▶ _Exercise goal_: Reproduce, exactly and in full, only the lines below from the one containing "Screen reader assistance requested. Where is the breakwater" through the one containing "Screen reader assistance requested. Where is the small".

^^^^^^^^

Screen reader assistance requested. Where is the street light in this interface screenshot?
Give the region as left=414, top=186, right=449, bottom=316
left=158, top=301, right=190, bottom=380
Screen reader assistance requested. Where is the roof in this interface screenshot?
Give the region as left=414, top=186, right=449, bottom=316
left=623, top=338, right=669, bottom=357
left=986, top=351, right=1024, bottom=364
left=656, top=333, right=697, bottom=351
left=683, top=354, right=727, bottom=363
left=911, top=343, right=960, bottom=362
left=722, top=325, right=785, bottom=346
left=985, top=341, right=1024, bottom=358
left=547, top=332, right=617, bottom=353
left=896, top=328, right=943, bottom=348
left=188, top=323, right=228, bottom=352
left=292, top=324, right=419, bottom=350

^^^^^^^^

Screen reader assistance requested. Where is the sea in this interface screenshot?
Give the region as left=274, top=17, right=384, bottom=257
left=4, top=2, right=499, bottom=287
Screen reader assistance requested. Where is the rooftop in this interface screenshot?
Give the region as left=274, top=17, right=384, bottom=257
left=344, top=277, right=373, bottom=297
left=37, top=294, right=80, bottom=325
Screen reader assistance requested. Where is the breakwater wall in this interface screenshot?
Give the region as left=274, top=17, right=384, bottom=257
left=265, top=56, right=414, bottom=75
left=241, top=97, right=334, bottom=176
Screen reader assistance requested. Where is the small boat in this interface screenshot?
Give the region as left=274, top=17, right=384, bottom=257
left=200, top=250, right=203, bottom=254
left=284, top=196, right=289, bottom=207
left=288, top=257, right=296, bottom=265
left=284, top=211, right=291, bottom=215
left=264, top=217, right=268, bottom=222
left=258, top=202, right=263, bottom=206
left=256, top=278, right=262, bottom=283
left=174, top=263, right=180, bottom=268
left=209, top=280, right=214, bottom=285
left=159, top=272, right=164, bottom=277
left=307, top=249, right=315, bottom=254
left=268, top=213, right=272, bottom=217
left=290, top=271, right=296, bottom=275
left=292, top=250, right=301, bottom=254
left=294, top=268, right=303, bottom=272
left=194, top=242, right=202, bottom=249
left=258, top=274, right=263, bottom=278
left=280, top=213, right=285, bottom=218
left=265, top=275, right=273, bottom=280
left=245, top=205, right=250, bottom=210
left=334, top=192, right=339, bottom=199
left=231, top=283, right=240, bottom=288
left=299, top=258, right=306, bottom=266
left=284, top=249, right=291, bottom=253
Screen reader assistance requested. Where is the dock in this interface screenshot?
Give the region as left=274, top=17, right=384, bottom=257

^^^^^^^^

▶ _Answer space_:
Screen reader assistance requested. Where is the breakwater wall in this interface screenshot?
Give the region as left=274, top=17, right=384, bottom=257
left=265, top=56, right=414, bottom=75
left=241, top=97, right=334, bottom=176
Screen reader assistance requested. Where is the small boat in this interface screenshot?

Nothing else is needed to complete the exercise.